Problem requirements: Exclude the pictures, then restate exactly each line of the data below from the first through the line containing "Target: wristwatch".

(Entries taken from a collection)
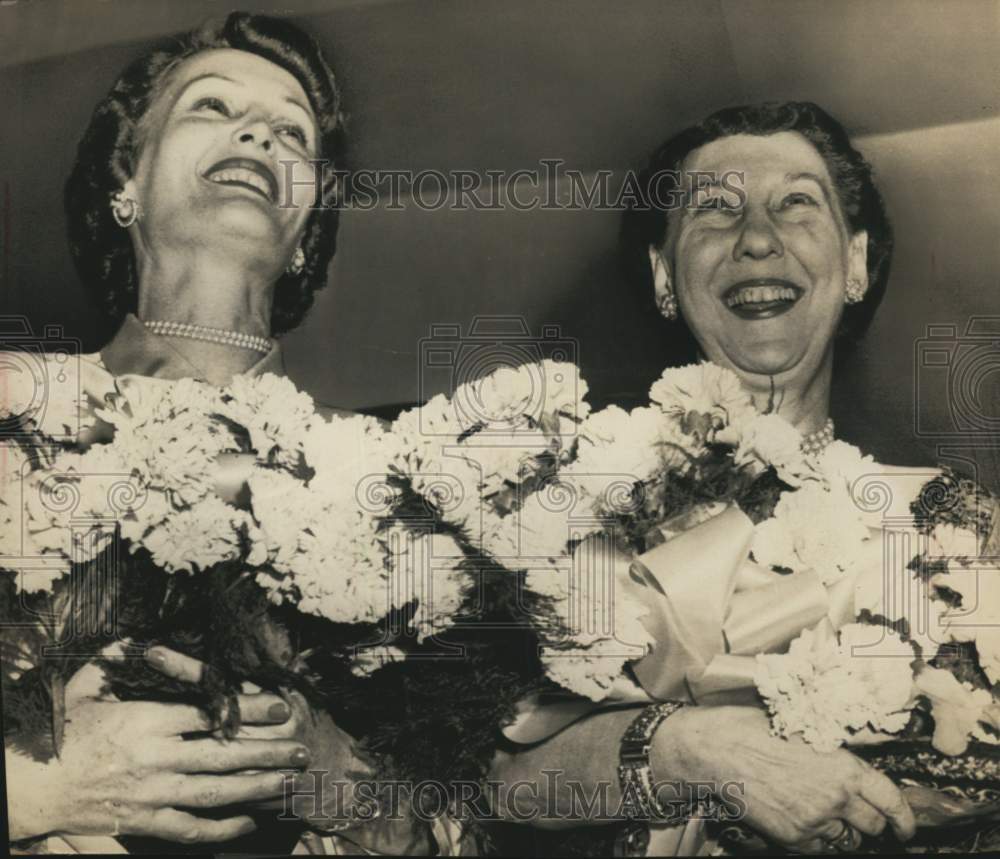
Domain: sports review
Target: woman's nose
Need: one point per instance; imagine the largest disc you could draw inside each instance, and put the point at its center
(758, 238)
(256, 133)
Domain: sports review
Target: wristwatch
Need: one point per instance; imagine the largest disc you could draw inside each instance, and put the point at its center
(634, 774)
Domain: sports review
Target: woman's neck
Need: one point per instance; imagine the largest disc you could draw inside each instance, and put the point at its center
(802, 401)
(212, 295)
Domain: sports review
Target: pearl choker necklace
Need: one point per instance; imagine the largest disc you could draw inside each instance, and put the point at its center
(818, 441)
(211, 335)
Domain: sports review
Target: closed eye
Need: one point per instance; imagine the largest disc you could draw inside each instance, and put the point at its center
(719, 203)
(799, 198)
(212, 103)
(295, 132)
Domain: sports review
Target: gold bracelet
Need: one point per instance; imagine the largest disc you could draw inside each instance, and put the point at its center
(634, 773)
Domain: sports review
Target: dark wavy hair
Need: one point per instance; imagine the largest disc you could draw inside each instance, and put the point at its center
(110, 148)
(860, 201)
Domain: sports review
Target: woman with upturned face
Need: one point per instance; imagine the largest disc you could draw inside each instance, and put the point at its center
(766, 247)
(198, 223)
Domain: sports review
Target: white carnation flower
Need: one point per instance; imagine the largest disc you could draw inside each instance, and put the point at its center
(826, 690)
(275, 414)
(198, 537)
(817, 528)
(704, 389)
(171, 440)
(844, 463)
(769, 440)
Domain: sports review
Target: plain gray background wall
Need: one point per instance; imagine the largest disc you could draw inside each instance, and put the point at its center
(500, 85)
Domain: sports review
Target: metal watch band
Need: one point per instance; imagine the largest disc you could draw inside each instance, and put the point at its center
(634, 774)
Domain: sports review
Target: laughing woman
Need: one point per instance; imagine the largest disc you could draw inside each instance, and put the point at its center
(187, 228)
(767, 277)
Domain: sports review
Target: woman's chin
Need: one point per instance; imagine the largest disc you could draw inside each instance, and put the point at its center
(770, 363)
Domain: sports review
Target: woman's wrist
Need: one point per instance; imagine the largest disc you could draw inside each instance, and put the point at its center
(34, 812)
(675, 752)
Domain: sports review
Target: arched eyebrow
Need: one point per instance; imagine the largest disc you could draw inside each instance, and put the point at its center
(290, 99)
(202, 77)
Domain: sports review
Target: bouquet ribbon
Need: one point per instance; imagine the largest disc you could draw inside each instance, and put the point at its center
(711, 611)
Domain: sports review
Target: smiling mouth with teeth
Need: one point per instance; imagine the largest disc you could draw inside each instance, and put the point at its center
(760, 295)
(244, 177)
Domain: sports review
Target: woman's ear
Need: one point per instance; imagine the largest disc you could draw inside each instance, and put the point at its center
(663, 284)
(857, 260)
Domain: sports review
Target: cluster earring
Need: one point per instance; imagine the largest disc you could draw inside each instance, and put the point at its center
(855, 291)
(124, 209)
(298, 262)
(667, 305)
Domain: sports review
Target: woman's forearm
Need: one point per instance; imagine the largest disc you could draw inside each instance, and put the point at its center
(569, 780)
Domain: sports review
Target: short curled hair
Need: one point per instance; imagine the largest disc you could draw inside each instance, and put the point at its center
(645, 225)
(109, 151)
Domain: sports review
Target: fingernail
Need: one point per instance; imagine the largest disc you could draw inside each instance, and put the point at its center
(278, 712)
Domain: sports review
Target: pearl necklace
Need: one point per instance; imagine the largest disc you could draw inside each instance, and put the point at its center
(819, 440)
(211, 335)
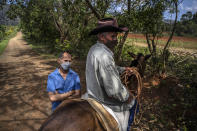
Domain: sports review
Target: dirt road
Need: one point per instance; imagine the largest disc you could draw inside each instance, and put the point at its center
(24, 102)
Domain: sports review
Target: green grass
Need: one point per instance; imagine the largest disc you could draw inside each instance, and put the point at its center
(4, 42)
(180, 44)
(42, 50)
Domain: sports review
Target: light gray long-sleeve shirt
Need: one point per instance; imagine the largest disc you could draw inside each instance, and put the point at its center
(103, 81)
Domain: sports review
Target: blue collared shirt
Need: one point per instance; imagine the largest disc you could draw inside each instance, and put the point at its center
(57, 83)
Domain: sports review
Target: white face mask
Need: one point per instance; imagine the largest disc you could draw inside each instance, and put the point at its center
(65, 65)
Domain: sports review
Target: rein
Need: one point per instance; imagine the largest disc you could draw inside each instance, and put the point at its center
(137, 91)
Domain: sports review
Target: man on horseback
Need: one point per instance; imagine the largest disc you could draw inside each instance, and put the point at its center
(63, 83)
(102, 75)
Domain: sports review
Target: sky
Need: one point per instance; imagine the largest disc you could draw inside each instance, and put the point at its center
(186, 5)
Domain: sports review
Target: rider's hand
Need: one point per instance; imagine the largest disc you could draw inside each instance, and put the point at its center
(131, 97)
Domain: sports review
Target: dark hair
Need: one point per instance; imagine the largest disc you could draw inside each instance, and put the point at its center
(62, 53)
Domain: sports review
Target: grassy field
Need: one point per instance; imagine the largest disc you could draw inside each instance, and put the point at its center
(181, 42)
(11, 33)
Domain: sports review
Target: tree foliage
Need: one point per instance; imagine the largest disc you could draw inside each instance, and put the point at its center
(187, 26)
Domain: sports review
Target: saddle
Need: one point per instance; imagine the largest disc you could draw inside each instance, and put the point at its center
(106, 119)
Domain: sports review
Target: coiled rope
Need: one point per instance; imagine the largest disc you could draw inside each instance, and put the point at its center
(126, 77)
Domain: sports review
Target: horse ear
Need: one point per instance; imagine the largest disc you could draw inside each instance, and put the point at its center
(147, 57)
(132, 55)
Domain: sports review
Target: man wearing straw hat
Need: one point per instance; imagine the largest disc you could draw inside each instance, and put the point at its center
(102, 75)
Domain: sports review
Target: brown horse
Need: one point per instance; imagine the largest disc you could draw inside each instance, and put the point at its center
(73, 115)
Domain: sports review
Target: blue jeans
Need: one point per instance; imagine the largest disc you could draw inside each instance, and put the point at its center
(132, 113)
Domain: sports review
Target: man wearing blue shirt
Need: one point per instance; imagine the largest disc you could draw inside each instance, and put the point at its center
(63, 83)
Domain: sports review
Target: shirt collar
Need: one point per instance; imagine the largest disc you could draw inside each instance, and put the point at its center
(105, 47)
(58, 73)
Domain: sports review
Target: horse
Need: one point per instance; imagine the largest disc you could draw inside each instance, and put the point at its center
(72, 115)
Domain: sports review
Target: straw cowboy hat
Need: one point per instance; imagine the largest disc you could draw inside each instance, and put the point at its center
(107, 25)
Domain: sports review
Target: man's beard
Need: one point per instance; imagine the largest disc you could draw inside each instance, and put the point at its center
(111, 44)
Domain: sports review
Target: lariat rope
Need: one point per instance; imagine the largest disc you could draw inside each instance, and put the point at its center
(132, 72)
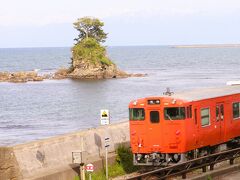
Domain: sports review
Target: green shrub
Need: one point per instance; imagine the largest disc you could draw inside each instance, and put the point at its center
(89, 50)
(125, 159)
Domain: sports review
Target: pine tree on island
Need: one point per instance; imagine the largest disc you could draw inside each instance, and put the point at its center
(89, 57)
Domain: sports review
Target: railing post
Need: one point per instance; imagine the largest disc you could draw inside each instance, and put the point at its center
(211, 167)
(184, 175)
(204, 169)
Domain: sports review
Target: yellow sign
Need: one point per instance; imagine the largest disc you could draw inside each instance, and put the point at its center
(105, 117)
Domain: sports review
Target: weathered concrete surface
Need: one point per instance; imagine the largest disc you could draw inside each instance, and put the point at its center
(52, 158)
(8, 165)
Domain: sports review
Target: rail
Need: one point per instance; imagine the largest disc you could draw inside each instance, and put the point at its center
(185, 167)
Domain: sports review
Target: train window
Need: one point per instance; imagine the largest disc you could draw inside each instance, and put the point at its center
(217, 113)
(174, 113)
(205, 116)
(189, 111)
(154, 116)
(136, 114)
(236, 110)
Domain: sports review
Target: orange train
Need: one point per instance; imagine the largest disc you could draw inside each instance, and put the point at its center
(177, 127)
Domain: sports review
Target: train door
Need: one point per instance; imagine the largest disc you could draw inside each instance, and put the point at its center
(154, 129)
(220, 122)
(196, 122)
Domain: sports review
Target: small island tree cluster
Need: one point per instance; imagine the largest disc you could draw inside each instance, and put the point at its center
(89, 57)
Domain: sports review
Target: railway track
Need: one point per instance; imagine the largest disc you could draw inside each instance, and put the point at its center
(181, 169)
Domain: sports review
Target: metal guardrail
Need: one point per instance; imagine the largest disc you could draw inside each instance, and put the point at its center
(185, 167)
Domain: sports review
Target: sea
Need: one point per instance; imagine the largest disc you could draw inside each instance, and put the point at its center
(38, 110)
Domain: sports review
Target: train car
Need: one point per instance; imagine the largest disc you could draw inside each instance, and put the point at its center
(179, 127)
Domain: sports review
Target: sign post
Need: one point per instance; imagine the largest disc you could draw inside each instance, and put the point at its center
(77, 158)
(105, 117)
(90, 168)
(106, 156)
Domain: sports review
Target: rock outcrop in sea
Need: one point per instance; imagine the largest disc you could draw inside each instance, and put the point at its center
(19, 77)
(86, 70)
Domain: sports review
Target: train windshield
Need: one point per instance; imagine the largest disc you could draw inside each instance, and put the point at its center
(136, 114)
(174, 113)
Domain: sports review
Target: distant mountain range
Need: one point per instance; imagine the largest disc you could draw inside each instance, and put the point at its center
(208, 46)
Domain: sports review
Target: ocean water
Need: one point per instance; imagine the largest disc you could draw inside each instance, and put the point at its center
(38, 110)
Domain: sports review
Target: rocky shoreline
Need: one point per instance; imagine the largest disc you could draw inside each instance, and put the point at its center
(32, 76)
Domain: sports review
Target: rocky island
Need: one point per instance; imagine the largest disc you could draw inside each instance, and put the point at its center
(89, 58)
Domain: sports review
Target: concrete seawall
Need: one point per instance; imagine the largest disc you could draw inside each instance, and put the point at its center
(52, 158)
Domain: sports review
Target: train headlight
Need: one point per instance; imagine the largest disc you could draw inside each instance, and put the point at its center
(153, 101)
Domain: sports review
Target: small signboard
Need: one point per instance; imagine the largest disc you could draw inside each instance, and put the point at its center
(89, 167)
(76, 157)
(104, 116)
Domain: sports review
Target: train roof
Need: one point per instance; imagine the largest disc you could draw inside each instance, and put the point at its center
(207, 93)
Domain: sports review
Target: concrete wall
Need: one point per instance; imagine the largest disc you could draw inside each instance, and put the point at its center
(52, 158)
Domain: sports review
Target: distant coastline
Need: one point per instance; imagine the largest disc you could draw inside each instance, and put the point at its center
(208, 46)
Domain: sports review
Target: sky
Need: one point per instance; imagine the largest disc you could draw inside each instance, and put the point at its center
(48, 23)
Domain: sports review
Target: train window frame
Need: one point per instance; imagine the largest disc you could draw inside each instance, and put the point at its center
(135, 119)
(209, 116)
(154, 121)
(236, 118)
(189, 112)
(167, 118)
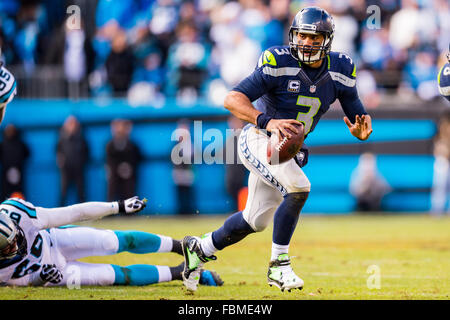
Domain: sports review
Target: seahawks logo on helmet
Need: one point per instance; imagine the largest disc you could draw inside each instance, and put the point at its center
(311, 20)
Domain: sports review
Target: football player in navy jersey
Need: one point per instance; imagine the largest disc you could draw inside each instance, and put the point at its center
(290, 85)
(444, 78)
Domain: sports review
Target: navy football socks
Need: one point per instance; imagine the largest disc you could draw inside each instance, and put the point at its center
(234, 229)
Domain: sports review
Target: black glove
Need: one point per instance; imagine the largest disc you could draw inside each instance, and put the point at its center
(50, 273)
(302, 157)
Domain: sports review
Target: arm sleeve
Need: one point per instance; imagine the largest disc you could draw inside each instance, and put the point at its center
(55, 217)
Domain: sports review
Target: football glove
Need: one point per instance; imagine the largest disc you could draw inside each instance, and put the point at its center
(132, 205)
(50, 273)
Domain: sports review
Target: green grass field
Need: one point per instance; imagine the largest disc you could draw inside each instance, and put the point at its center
(332, 255)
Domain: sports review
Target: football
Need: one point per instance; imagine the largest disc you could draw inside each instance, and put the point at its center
(281, 149)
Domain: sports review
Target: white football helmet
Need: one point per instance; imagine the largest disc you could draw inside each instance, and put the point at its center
(12, 239)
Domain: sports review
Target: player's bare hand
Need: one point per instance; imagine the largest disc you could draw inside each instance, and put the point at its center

Response:
Domain: sports review
Target: woman's nose
Need: one point per instance; imagine the largest disc you could draw inside each instance, and put the point at its center
(758, 238)
(256, 133)
Domain: sports review
Target: wristwatch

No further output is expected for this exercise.